**The problem**
Below are records; count the lines that contain "negative" and give only the total.

**Records for this task**
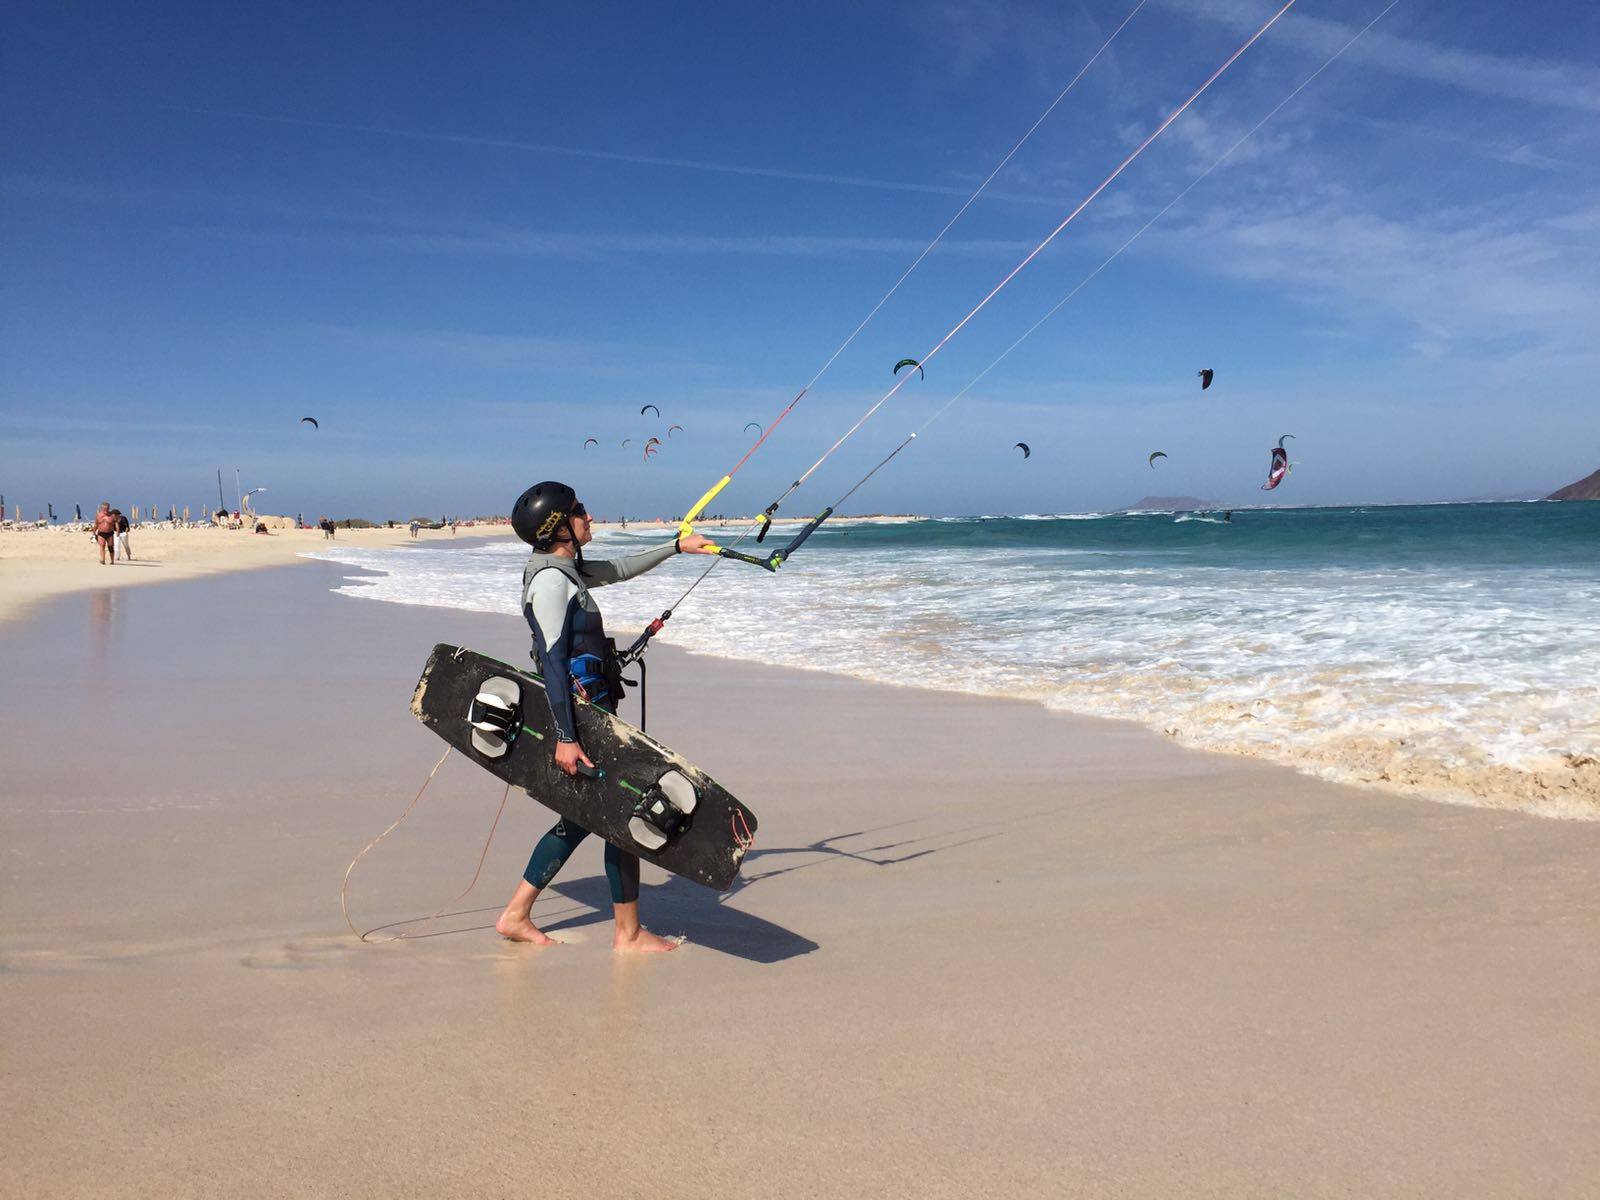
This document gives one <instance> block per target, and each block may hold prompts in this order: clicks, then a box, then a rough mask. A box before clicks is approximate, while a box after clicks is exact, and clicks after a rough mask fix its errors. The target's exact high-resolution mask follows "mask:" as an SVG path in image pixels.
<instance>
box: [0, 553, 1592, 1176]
mask: <svg viewBox="0 0 1600 1200" xmlns="http://www.w3.org/2000/svg"><path fill="white" fill-rule="evenodd" d="M398 533H400V536H402V538H403V536H405V533H403V531H398ZM312 536H315V534H312ZM339 536H341V538H344V536H346V534H344V531H341V534H339ZM435 536H438V534H435ZM445 536H448V534H445ZM235 538H243V534H235ZM259 541H261V542H262V544H266V546H272V547H274V549H272V552H274V554H275V552H277V544H278V542H275V541H274V542H267V539H259ZM285 542H286V539H285ZM152 552H154V547H152ZM0 554H3V555H5V557H6V558H8V560H10V558H11V555H13V547H11V542H6V544H5V546H3V547H0ZM134 554H139V542H138V541H136V542H134ZM261 554H262V555H266V554H267V550H262V552H261ZM85 555H86V558H90V557H91V555H88V554H86V552H85ZM200 562H202V560H200V558H198V557H197V558H195V560H194V570H203V568H202V565H200ZM262 565H266V562H262ZM90 566H91V573H98V574H93V582H91V584H88V586H86V589H78V590H74V592H70V594H66V595H59V597H56V598H53V600H51V602H50V603H40V605H34V606H30V608H27V610H26V611H24V613H22V614H21V616H18V618H14V619H11V621H6V622H5V624H0V654H3V659H5V662H6V690H5V699H6V702H5V704H3V707H0V741H3V746H5V763H6V770H5V782H3V787H0V811H3V827H5V850H6V854H5V874H3V878H0V912H3V914H5V917H3V922H0V1022H3V1027H5V1029H6V1034H8V1035H6V1038H5V1042H3V1050H0V1075H3V1080H5V1083H3V1093H0V1192H3V1194H5V1195H8V1197H10V1195H16V1197H91V1195H115V1197H134V1195H150V1197H157V1195H158V1197H189V1195H194V1197H200V1195H206V1197H210V1195H218V1194H226V1195H232V1197H277V1195H352V1197H357V1195H360V1197H365V1195H373V1197H400V1195H416V1197H440V1195H526V1194H539V1195H547V1197H579V1195H590V1197H592V1195H656V1197H680V1195H682V1197H701V1195H707V1194H733V1195H760V1197H795V1195H816V1197H835V1195H837V1197H845V1195H850V1197H858V1195H931V1197H946V1195H949V1197H958V1195H962V1197H966V1195H1040V1197H1045V1195H1050V1197H1061V1195H1085V1197H1101V1195H1118V1197H1173V1195H1218V1197H1222V1195H1226V1197H1254V1195H1261V1197H1269V1195H1274V1197H1275V1195H1296V1197H1325V1195H1326V1197H1333V1195H1363V1197H1389V1195H1395V1197H1398V1195H1491V1197H1523V1195H1541V1197H1581V1195H1592V1194H1594V1179H1597V1178H1600V1067H1597V1062H1600V1032H1597V1029H1595V1022H1594V1013H1595V1003H1597V979H1600V936H1597V934H1600V886H1597V875H1595V862H1597V861H1600V858H1597V856H1600V826H1595V824H1584V822H1558V821H1542V819H1536V818H1530V816H1522V814H1514V813H1499V811H1490V810H1474V808H1456V806H1445V805H1434V803H1426V802H1418V800H1411V798H1405V797H1395V795H1386V794H1381V792H1374V790H1368V789H1352V787H1341V786H1336V784H1328V782H1322V781H1315V779H1307V778H1306V776H1301V774H1296V773H1293V771H1290V770H1288V768H1282V766H1274V765H1267V763H1261V762H1250V760H1243V758H1234V757H1222V755H1206V754H1198V752H1194V750H1187V749H1182V747H1179V746H1174V744H1173V742H1170V741H1166V739H1163V738H1160V736H1158V734H1155V733H1150V731H1146V730H1141V728H1138V726H1134V725H1131V723H1114V722H1096V720H1090V718H1080V717H1067V715H1061V714H1051V712H1046V710H1043V709H1042V707H1037V706H1034V704H1027V702H1008V701H997V699H986V698H970V696H958V694H946V693H934V691H920V690H912V688H885V686H875V685H867V683H861V682H853V680H843V678H838V677H832V675H824V674H816V672H794V670H784V669H776V667H754V666H742V664H734V662H728V661H722V659H712V658H696V656H690V654H685V653H682V651H677V650H674V648H672V646H662V648H659V650H656V651H654V659H653V664H654V670H653V672H651V685H653V691H651V730H653V733H656V734H658V736H659V738H662V739H664V741H667V742H669V744H672V746H675V747H677V749H680V750H682V752H685V754H686V755H690V757H691V758H694V760H696V762H699V763H702V765H704V766H707V768H709V770H712V773H714V774H717V778H718V779H722V781H723V782H725V784H726V786H728V787H730V789H731V790H733V792H734V794H738V795H739V797H741V798H742V800H746V802H747V803H749V805H750V806H752V808H754V810H755V811H757V813H758V814H760V818H762V830H760V838H758V843H757V846H755V850H754V853H752V854H750V856H749V859H747V862H746V870H744V880H742V883H741V885H739V886H738V888H736V890H733V891H731V893H728V894H726V896H717V894H712V893H710V891H706V890H701V888H698V886H694V885H688V883H685V882H682V880H675V878H667V877H664V875H662V874H661V872H656V870H653V869H650V867H648V866H646V869H645V894H643V910H645V918H646V922H648V923H650V925H651V926H653V928H656V930H658V931H661V933H682V934H686V938H688V942H686V944H685V946H683V947H682V949H680V950H678V952H677V954H672V955H666V957H650V958H630V957H618V955H613V954H611V952H610V946H608V942H610V939H608V914H606V902H605V899H606V891H605V880H603V877H602V874H600V851H598V848H597V846H594V845H587V846H584V848H582V850H581V851H579V854H578V856H576V858H574V861H573V864H571V866H570V867H568V870H566V872H565V874H563V875H562V877H560V880H558V882H557V885H555V888H554V890H552V891H550V893H549V894H547V896H546V898H544V899H541V904H539V907H538V909H536V912H534V917H536V920H541V922H542V925H544V928H546V930H549V931H550V933H552V934H555V936H557V938H562V939H563V941H565V942H568V944H566V946H562V947H554V949H546V950H533V949H530V947H522V946H512V944H507V942H502V941H501V939H498V938H496V936H494V933H493V930H491V928H488V926H490V923H491V922H493V917H494V914H496V912H498V910H499V906H501V904H502V902H504V899H506V896H507V894H509V891H510V888H512V885H514V883H515V880H517V878H518V875H520V870H522V866H523V862H525V859H526V854H528V850H530V846H531V843H533V840H534V838H536V837H538V834H539V832H542V829H546V827H547V826H549V822H550V818H549V814H547V813H546V811H544V810H541V808H539V806H538V805H536V803H534V802H533V800H528V798H526V797H512V800H510V803H509V806H507V810H506V816H504V818H502V819H501V826H499V830H498V834H496V837H494V842H493V846H491V850H490V854H488V861H486V862H485V869H483V878H482V882H480V883H478V886H477V888H475V891H472V893H470V894H469V896H467V898H466V899H464V901H461V902H458V904H454V906H451V907H450V910H448V914H446V915H445V917H442V918H440V920H437V922H432V923H426V922H416V920H414V918H418V917H426V915H427V914H430V912H434V910H435V909H437V907H438V906H440V904H443V902H445V901H448V899H450V898H451V896H454V894H456V893H459V891H461V890H462V888H464V886H466V883H467V880H470V877H472V869H474V866H475V862H477V856H478V851H480V848H482V845H483V838H485V835H486V832H488V829H490V822H491V821H493V818H494V811H496V806H498V803H499V787H498V786H496V784H494V781H493V779H491V778H490V776H488V774H485V773H483V771H480V770H477V768H475V766H472V765H470V763H466V762H459V760H451V762H446V765H445V768H443V770H442V771H440V776H438V779H437V781H435V784H434V787H432V789H430V792H429V797H427V800H426V802H424V805H422V806H421V808H419V810H418V811H416V813H414V816H413V818H411V819H410V821H406V824H405V826H402V829H400V830H398V832H397V834H395V835H394V837H390V838H389V840H387V842H384V843H382V845H381V846H379V848H378V850H374V851H373V853H371V854H368V856H366V859H363V862H362V866H360V869H358V870H357V874H355V875H354V878H352V885H350V906H352V914H354V917H355V920H357V923H358V926H360V928H362V930H374V928H382V930H384V933H386V934H394V933H403V934H411V936H410V938H406V939H403V941H395V942H387V944H381V946H365V944H360V942H357V939H355V938H352V936H350V934H349V931H347V930H346V928H344V922H342V918H341V912H339V882H341V875H342V872H344V869H346V864H347V862H349V861H350V856H352V854H354V853H355V851H357V850H358V848H360V846H362V845H363V843H365V842H366V840H368V838H370V837H373V835H376V834H378V832H379V830H382V829H384V826H387V824H389V822H390V821H392V819H394V818H395V816H397V814H398V813H400V811H402V810H403V808H405V805H406V803H408V802H410V798H411V797H413V795H414V792H416V787H418V786H419V782H421V781H422V778H424V776H426V774H427V770H429V768H430V766H432V763H434V762H435V760H437V757H438V752H440V746H438V742H437V739H434V738H432V736H430V734H429V733H427V731H426V730H424V728H422V726H421V725H418V723H416V722H414V720H413V718H411V715H410V712H408V707H406V706H408V699H410V694H411V685H413V683H414V680H416V674H418V670H419V669H421V664H422V661H424V658H426V654H427V650H429V648H430V646H432V643H434V642H458V643H464V645H470V646H474V648H478V650H483V651H486V653H491V654H498V656H501V658H506V659H507V661H523V658H525V654H526V642H528V634H526V627H525V626H523V624H522V622H520V621H517V619H514V618H502V616H490V614H474V613H462V611H448V610H429V608H405V606H397V605H378V603H368V602H360V600H352V598H349V597H342V595H331V594H330V590H328V589H330V587H331V586H333V584H334V582H338V579H339V578H341V576H344V574H347V573H349V568H339V566H334V565H330V563H317V562H306V563H301V565H298V566H294V568H282V570H259V571H248V573H218V574H213V576H211V578H205V579H194V581H187V582H171V584H170V586H166V587H136V589H126V587H110V586H104V584H107V582H109V581H102V579H101V578H99V576H110V574H114V571H110V570H101V568H96V566H93V565H91V563H90ZM174 566H176V560H174ZM8 568H10V563H6V570H8ZM8 574H10V570H8ZM128 574H130V576H131V574H133V571H128ZM173 574H176V570H174V571H173ZM118 578H123V576H120V574H118ZM166 578H171V576H166ZM240 618H243V621H242V619H240ZM379 936H382V934H379Z"/></svg>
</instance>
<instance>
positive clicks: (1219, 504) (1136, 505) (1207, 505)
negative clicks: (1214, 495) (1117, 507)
mask: <svg viewBox="0 0 1600 1200" xmlns="http://www.w3.org/2000/svg"><path fill="white" fill-rule="evenodd" d="M1221 507H1222V506H1221V504H1218V502H1216V501H1203V499H1200V498H1198V496H1142V498H1139V499H1136V501H1134V502H1133V504H1130V506H1128V507H1126V509H1123V512H1131V510H1134V509H1173V510H1176V512H1195V510H1198V509H1221Z"/></svg>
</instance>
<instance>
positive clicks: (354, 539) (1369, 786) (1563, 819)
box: [0, 515, 1600, 821]
mask: <svg viewBox="0 0 1600 1200" xmlns="http://www.w3.org/2000/svg"><path fill="white" fill-rule="evenodd" d="M850 520H878V522H899V520H906V518H902V517H893V515H891V517H875V518H850ZM595 528H597V531H602V533H603V531H618V530H621V526H619V525H618V523H603V522H597V523H595ZM654 528H659V530H662V531H664V533H670V531H672V530H674V528H675V525H674V523H672V522H630V523H629V531H635V530H654ZM702 528H706V530H710V531H718V533H720V531H725V530H726V528H728V526H723V525H718V523H715V522H706V523H702ZM43 533H45V538H40V541H45V542H46V549H50V550H53V552H54V557H38V558H35V560H29V558H21V560H18V558H16V557H14V550H16V547H18V546H19V534H18V533H14V531H0V626H3V624H5V622H6V621H8V619H16V618H19V616H22V614H26V613H27V611H30V610H32V608H37V605H40V603H42V602H46V600H50V598H53V597H61V595H67V594H69V592H72V590H93V589H96V587H106V586H118V587H120V586H128V584H149V582H174V581H182V579H194V578H200V576H206V574H218V573H227V571H235V570H259V568H264V566H278V565H294V563H307V562H330V560H328V558H323V557H322V555H323V554H328V552H338V550H339V549H342V547H346V546H357V547H360V549H400V547H405V546H424V544H429V546H440V544H466V542H480V541H486V539H506V541H510V539H514V534H512V533H510V531H509V528H507V526H504V525H499V526H474V528H462V531H459V533H458V534H454V536H453V534H450V533H448V531H445V530H432V531H430V530H422V531H421V536H419V538H416V539H411V538H410V536H408V530H405V528H394V530H341V531H339V538H338V541H336V542H334V544H330V542H328V541H325V539H323V538H322V534H320V533H318V531H317V530H299V531H296V530H286V531H280V533H278V534H274V536H272V538H270V539H269V538H261V536H256V534H245V533H242V531H227V530H211V528H210V526H197V528H190V530H166V531H163V530H150V531H138V536H139V541H138V542H134V549H136V552H138V550H139V549H141V546H146V544H149V542H150V541H155V542H157V546H158V547H178V549H179V550H187V549H192V550H202V552H205V554H189V555H187V557H186V555H181V554H178V555H174V558H173V560H168V562H160V563H146V562H144V560H139V558H136V560H134V563H133V566H134V568H147V566H157V568H160V570H152V571H149V573H146V570H138V571H130V573H128V574H120V573H117V571H115V570H112V571H102V570H99V568H98V565H96V563H94V562H93V558H88V566H90V568H93V570H83V563H82V562H64V560H62V558H61V555H59V550H61V547H62V546H66V544H67V538H66V536H64V534H66V533H67V531H66V530H64V528H56V530H53V531H43ZM35 536H38V534H37V533H34V531H24V533H22V534H21V539H27V538H35ZM163 538H165V541H163ZM83 542H85V547H82V549H83V554H85V555H93V552H94V550H93V546H91V544H90V539H88V538H86V536H85V538H83ZM157 552H162V550H160V549H158V550H157ZM331 562H334V563H338V566H341V568H342V570H347V571H360V570H381V568H368V566H365V565H362V566H357V565H352V563H339V562H338V560H331ZM18 565H21V566H22V568H24V570H21V571H14V570H10V568H13V566H18ZM101 576H106V578H104V579H102V578H101ZM362 598H365V600H368V602H371V600H374V597H362ZM379 602H381V603H390V605H397V606H402V608H437V610H438V611H451V608H450V606H446V605H440V606H434V605H427V603H405V602H395V600H382V598H379ZM669 638H670V634H669ZM667 645H674V643H672V642H670V640H669V642H667ZM678 648H682V650H685V651H686V653H691V654H699V656H706V658H712V659H718V661H726V662H752V664H760V666H770V667H795V669H800V670H808V672H813V670H814V672H822V674H827V675H830V677H834V678H840V680H853V682H859V683H869V685H872V683H888V685H890V686H917V688H926V690H930V691H939V693H949V694H960V696H976V698H1006V699H1021V701H1024V702H1030V704H1035V706H1038V707H1042V709H1045V710H1046V712H1051V714H1056V715H1066V717H1075V718H1086V720H1096V722H1130V723H1133V725H1136V726H1138V728H1142V730H1149V731H1152V733H1157V734H1160V736H1163V738H1166V739H1170V741H1171V742H1173V744H1176V746H1181V747H1184V749H1187V750H1195V752H1203V754H1208V755H1222V757H1227V758H1237V760H1250V762H1262V763H1272V765H1277V766H1288V768H1291V770H1294V771H1298V773H1301V774H1304V776H1307V778H1312V779H1322V781H1326V782H1334V784H1344V786H1355V787H1362V789H1370V790H1376V792H1381V794H1387V795H1400V797H1406V798H1410V800H1413V802H1424V803H1442V805H1459V806H1469V808H1490V810H1498V811H1510V813H1526V814H1533V816H1538V818H1541V819H1549V821H1600V763H1597V762H1594V760H1587V758H1578V760H1574V762H1568V763H1566V765H1552V766H1549V768H1544V770H1541V771H1539V773H1530V771H1526V770H1520V768H1509V766H1498V765H1491V763H1480V765H1475V766H1462V765H1451V763H1445V762H1429V760H1426V758H1424V760H1419V758H1416V757H1403V755H1400V754H1397V752H1395V749H1394V747H1392V746H1387V744H1384V742H1378V741H1373V742H1365V744H1358V746H1355V744H1352V746H1347V747H1328V746H1320V744H1306V746H1302V744H1299V742H1294V741H1283V742H1274V744H1272V746H1270V747H1262V746H1261V744H1259V742H1253V741H1230V739H1229V738H1227V726H1226V725H1224V723H1221V722H1222V717H1229V718H1232V720H1240V718H1246V720H1248V718H1250V714H1248V712H1243V714H1238V712H1232V714H1222V715H1221V717H1218V718H1216V722H1213V723H1210V725H1192V723H1173V722H1168V720H1165V718H1163V720H1160V722H1149V723H1146V722H1139V720H1138V718H1131V717H1126V715H1122V714H1104V712H1098V710H1093V709H1085V707H1072V706H1069V704H1059V702H1051V698H1050V696H1048V694H1040V696H1027V694H1002V693H986V691H971V690H960V688H954V686H941V685H939V683H936V682H926V680H917V682H912V683H906V685H902V683H898V682H886V680H883V678H880V677H877V675H872V674H867V672H862V674H858V672H851V670H848V669H837V667H832V666H822V667H818V666H810V664H795V662H786V661H781V659H779V661H774V659H760V658H749V656H739V654H728V653H725V651H720V650H715V648H699V646H683V645H680V646H678Z"/></svg>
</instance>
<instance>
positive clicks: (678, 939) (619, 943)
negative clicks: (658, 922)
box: [611, 926, 683, 954]
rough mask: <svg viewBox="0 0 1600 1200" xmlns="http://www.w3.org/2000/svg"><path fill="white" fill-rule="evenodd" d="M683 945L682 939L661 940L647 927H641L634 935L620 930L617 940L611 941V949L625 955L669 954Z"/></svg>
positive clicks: (655, 934)
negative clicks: (667, 952)
mask: <svg viewBox="0 0 1600 1200" xmlns="http://www.w3.org/2000/svg"><path fill="white" fill-rule="evenodd" d="M682 944H683V939H682V938H661V936H658V934H654V933H651V931H650V930H646V928H645V926H640V928H638V931H637V933H634V934H626V933H622V931H621V930H618V931H616V938H613V939H611V949H613V950H618V952H624V954H667V952H669V950H675V949H678V946H682Z"/></svg>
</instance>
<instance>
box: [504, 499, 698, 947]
mask: <svg viewBox="0 0 1600 1200" xmlns="http://www.w3.org/2000/svg"><path fill="white" fill-rule="evenodd" d="M510 522H512V528H515V531H517V536H518V538H522V539H523V541H525V542H528V544H530V546H533V554H531V555H530V557H528V565H526V566H525V568H523V571H522V611H523V616H525V618H528V624H530V626H531V627H533V645H534V658H538V661H539V674H541V675H544V691H546V698H547V699H549V704H550V715H552V717H554V718H555V731H557V733H555V736H557V744H555V765H557V766H560V768H562V770H563V771H565V773H566V774H578V766H579V763H581V765H584V766H590V768H592V766H594V763H592V762H589V755H586V754H584V747H582V746H579V742H578V723H576V718H574V715H573V691H574V690H579V688H581V690H582V694H584V696H586V698H587V699H589V702H590V704H597V706H600V707H603V709H605V710H608V712H614V710H616V704H618V701H619V699H622V696H621V693H622V688H621V685H619V667H616V666H614V659H616V650H614V648H613V646H611V643H610V640H608V638H606V635H605V624H603V622H602V619H600V608H598V606H597V605H595V602H594V598H592V597H590V595H589V592H590V589H594V587H600V586H603V584H618V582H622V581H624V579H632V578H634V576H637V574H643V573H645V571H651V570H654V568H656V566H661V563H664V562H667V558H672V557H674V555H677V554H706V552H707V550H706V547H707V546H709V544H710V542H709V541H707V539H706V538H701V536H699V534H698V533H696V534H690V536H688V538H680V539H678V541H672V542H667V544H666V546H659V547H656V549H654V550H645V552H642V554H632V555H629V557H627V558H613V560H608V562H594V563H586V562H584V557H582V547H584V546H586V544H587V542H589V539H590V538H592V536H594V531H592V526H590V518H589V510H587V509H586V507H584V506H582V504H581V502H579V499H578V494H576V493H574V491H573V490H571V488H570V486H566V485H565V483H538V485H534V486H531V488H528V490H526V491H525V493H523V494H522V498H520V499H518V501H517V504H515V507H514V509H512V517H510ZM586 837H589V830H587V829H581V827H579V826H578V824H574V822H571V821H566V819H562V821H557V822H555V827H554V829H550V832H549V834H546V835H544V837H542V838H539V843H538V845H536V846H534V848H533V856H531V858H530V859H528V869H526V870H525V872H523V877H522V883H518V885H517V891H515V894H514V896H512V898H510V902H509V904H507V906H506V910H504V912H502V914H501V915H499V920H498V922H494V928H496V931H498V933H499V934H501V936H502V938H507V939H510V941H514V942H531V944H534V946H557V944H558V942H557V941H555V938H550V936H549V934H546V933H544V931H542V930H541V928H539V926H538V925H534V923H533V918H531V914H533V902H534V901H536V899H538V898H539V893H541V891H542V890H544V888H547V886H549V885H550V880H554V878H555V872H558V870H560V869H562V866H563V864H565V862H566V859H568V858H570V856H571V853H573V851H574V850H578V843H579V842H582V840H584V838H586ZM605 874H606V882H608V883H610V885H611V910H613V915H614V917H616V933H614V936H613V938H611V949H613V950H656V952H661V950H675V949H677V946H678V944H677V942H675V941H670V939H667V938H661V936H658V934H654V933H651V931H650V930H646V928H645V926H643V925H640V923H638V856H637V854H629V853H627V851H624V850H619V848H618V846H613V845H610V843H606V848H605Z"/></svg>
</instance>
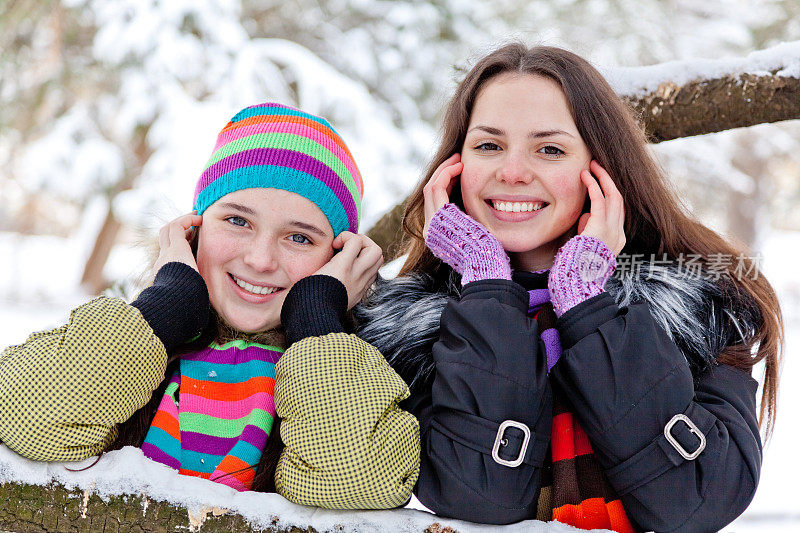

**Output of the task**
3